_Instructions to follow_
Pull out every line of the data below that contains the string "here".

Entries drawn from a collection
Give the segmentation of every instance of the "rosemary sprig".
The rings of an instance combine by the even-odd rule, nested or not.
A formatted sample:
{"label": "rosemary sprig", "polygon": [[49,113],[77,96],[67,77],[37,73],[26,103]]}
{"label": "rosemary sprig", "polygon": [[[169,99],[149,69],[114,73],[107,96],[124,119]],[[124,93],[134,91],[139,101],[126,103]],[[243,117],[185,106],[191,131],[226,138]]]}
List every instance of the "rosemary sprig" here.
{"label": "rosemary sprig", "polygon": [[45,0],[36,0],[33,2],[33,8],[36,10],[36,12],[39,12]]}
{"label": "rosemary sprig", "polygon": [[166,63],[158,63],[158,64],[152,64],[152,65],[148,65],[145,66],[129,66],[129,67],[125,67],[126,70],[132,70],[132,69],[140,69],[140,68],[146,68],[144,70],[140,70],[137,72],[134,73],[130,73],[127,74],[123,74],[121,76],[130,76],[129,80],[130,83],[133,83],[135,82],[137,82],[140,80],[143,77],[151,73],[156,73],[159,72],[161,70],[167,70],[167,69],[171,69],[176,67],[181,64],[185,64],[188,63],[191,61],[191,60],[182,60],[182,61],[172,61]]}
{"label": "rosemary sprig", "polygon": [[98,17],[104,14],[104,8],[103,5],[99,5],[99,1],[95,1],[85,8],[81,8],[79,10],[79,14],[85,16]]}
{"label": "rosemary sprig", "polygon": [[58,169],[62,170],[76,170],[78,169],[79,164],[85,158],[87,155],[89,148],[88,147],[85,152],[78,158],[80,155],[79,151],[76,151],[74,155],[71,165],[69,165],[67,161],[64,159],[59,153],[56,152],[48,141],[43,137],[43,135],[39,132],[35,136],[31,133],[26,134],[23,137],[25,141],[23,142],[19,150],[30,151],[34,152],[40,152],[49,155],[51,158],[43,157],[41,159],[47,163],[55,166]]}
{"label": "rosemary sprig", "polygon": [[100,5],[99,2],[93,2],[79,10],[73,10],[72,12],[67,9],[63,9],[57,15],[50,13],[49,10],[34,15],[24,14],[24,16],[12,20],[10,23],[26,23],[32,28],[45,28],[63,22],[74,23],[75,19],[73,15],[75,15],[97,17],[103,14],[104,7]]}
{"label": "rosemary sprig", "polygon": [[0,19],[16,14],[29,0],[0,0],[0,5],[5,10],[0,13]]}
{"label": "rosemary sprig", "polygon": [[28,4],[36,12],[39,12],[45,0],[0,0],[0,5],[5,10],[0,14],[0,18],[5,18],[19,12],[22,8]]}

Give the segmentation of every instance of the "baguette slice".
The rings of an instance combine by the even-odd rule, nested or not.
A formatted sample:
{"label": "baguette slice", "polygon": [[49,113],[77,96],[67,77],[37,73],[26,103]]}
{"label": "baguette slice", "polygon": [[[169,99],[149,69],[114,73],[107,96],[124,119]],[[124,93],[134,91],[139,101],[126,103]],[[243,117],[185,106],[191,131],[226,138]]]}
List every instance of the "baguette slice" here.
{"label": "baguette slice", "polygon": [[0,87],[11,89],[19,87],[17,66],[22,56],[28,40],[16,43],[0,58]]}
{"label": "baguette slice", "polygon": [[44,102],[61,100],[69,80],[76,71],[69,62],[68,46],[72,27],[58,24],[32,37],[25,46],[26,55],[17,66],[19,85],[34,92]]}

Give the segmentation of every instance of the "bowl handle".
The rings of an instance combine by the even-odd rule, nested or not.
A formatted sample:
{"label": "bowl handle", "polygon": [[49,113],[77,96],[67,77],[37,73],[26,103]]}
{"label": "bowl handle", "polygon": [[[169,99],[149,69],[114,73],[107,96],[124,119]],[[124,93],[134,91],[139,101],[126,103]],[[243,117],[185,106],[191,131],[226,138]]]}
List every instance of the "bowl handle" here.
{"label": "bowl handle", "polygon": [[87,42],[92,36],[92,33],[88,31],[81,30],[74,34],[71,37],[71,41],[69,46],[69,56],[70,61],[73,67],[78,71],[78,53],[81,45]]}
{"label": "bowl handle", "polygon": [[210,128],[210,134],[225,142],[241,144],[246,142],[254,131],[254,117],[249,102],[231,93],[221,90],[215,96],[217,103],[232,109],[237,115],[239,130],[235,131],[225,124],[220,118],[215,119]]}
...
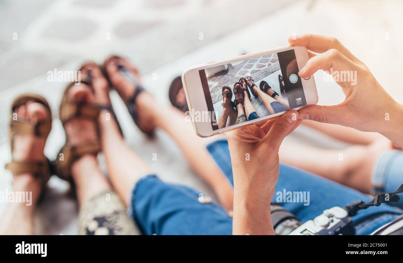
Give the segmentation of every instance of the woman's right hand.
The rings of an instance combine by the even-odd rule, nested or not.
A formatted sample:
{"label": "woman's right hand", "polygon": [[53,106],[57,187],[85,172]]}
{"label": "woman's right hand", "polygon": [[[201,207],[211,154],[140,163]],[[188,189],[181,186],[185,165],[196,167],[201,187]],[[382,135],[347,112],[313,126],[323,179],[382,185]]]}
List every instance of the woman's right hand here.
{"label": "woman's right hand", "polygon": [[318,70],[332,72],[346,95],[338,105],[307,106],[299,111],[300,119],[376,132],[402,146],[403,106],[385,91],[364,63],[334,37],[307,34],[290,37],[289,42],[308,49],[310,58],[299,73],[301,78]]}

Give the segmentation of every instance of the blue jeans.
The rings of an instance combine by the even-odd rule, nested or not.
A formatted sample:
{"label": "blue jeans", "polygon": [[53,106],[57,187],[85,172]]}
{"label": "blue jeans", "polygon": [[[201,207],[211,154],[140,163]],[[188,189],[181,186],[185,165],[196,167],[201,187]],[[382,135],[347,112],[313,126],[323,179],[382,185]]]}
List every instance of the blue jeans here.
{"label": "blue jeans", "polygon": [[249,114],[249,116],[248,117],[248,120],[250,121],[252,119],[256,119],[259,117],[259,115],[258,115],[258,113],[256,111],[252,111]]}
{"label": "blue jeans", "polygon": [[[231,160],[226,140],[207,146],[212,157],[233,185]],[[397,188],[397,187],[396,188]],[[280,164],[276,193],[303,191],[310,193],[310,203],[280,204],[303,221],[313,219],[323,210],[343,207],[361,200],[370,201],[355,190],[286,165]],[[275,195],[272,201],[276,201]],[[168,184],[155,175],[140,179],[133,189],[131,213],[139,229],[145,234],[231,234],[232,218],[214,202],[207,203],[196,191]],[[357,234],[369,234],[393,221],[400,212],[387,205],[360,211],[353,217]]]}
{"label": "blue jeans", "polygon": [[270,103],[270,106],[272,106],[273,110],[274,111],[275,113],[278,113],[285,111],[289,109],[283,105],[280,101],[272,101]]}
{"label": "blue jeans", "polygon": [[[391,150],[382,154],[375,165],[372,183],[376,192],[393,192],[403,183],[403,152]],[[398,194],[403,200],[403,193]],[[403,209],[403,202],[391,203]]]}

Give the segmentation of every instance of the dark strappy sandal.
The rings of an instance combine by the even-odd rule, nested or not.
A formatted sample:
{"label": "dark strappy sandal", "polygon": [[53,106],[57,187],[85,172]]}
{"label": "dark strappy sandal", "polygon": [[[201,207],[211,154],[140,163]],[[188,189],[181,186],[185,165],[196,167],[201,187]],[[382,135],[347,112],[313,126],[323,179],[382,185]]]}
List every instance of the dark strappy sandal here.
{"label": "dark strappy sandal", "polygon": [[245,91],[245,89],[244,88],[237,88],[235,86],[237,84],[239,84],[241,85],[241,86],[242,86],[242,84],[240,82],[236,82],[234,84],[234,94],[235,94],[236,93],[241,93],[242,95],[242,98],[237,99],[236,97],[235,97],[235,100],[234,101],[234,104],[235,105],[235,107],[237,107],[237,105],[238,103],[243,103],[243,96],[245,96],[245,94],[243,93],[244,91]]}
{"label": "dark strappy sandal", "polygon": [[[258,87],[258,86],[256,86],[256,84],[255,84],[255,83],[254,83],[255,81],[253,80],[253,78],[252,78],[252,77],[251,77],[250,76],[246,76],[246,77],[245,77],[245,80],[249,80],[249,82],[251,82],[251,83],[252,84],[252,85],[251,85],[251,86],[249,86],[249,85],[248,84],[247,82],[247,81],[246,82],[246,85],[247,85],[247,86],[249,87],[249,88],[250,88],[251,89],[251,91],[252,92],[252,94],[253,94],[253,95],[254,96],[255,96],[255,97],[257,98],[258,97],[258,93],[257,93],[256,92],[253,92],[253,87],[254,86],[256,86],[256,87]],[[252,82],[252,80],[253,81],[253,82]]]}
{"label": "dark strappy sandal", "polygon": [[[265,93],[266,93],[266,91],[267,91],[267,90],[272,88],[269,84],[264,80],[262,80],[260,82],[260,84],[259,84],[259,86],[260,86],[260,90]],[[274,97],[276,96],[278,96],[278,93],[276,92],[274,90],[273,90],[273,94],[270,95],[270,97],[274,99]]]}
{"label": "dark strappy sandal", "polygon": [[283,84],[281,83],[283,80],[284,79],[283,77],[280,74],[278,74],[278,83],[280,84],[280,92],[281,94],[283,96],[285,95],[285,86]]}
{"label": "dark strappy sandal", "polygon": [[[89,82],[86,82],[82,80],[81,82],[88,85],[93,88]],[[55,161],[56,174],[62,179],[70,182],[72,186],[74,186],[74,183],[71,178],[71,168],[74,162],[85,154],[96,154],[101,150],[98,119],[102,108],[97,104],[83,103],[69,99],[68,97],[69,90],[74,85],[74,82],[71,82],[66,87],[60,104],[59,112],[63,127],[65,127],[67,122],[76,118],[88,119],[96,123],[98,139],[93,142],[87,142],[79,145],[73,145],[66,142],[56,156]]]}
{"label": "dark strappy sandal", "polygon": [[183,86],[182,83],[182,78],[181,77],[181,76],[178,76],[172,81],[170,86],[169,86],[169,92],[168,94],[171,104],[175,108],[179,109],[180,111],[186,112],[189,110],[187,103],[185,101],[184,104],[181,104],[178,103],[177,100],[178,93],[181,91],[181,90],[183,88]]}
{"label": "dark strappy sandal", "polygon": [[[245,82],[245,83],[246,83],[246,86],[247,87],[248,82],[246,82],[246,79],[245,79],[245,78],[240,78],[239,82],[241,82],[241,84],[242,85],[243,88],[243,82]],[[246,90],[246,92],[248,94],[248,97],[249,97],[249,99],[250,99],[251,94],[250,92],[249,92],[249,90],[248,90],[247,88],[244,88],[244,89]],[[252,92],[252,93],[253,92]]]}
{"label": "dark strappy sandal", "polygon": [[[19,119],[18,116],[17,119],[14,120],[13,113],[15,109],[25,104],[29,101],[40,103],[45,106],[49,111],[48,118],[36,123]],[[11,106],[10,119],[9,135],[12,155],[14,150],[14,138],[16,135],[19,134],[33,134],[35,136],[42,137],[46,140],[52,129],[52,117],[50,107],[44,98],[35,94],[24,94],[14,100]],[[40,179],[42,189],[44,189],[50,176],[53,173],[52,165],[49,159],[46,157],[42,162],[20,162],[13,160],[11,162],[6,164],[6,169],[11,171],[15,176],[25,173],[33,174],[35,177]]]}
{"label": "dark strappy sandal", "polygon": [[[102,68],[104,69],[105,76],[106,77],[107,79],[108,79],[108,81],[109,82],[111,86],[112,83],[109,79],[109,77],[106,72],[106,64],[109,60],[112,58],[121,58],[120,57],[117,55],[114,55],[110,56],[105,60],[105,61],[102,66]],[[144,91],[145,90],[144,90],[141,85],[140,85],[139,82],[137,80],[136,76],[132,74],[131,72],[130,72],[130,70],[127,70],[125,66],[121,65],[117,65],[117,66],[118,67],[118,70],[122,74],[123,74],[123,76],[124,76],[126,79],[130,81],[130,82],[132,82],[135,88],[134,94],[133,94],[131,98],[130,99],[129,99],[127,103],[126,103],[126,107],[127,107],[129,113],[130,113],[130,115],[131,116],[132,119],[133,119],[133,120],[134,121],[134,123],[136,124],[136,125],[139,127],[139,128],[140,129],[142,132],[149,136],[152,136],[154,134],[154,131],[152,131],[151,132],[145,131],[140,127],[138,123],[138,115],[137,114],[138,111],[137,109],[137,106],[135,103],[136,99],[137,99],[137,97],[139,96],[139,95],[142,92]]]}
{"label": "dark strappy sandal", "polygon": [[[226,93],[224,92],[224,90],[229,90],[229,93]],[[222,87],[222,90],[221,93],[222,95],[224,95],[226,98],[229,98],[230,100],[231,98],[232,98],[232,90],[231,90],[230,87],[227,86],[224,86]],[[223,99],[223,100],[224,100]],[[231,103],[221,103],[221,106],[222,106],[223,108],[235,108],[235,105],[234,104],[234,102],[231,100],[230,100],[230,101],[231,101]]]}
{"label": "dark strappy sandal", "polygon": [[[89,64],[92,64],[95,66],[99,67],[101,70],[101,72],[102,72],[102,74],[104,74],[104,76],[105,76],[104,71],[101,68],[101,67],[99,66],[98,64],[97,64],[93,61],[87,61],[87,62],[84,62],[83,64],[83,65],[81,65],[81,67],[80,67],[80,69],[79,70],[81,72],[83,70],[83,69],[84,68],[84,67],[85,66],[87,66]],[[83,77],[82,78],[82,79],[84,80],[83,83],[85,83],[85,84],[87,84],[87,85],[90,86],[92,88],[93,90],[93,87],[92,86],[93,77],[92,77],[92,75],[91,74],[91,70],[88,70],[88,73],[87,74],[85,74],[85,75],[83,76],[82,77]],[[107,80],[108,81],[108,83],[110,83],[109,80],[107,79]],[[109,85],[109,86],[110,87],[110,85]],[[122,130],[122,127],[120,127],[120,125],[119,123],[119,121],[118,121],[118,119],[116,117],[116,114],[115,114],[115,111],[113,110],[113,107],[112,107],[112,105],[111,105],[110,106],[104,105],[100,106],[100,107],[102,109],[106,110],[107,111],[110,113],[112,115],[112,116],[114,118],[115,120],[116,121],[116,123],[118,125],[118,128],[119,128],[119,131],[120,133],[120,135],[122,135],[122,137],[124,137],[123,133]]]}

_Task result_
List every instance of the "rosemary sprig" here.
List every instance of the "baguette slice" here.
List every instance of the "bowl handle" here.
List every instance of the woman's right hand here.
List every instance of the blue jeans here.
List every instance of the dark strappy sandal here.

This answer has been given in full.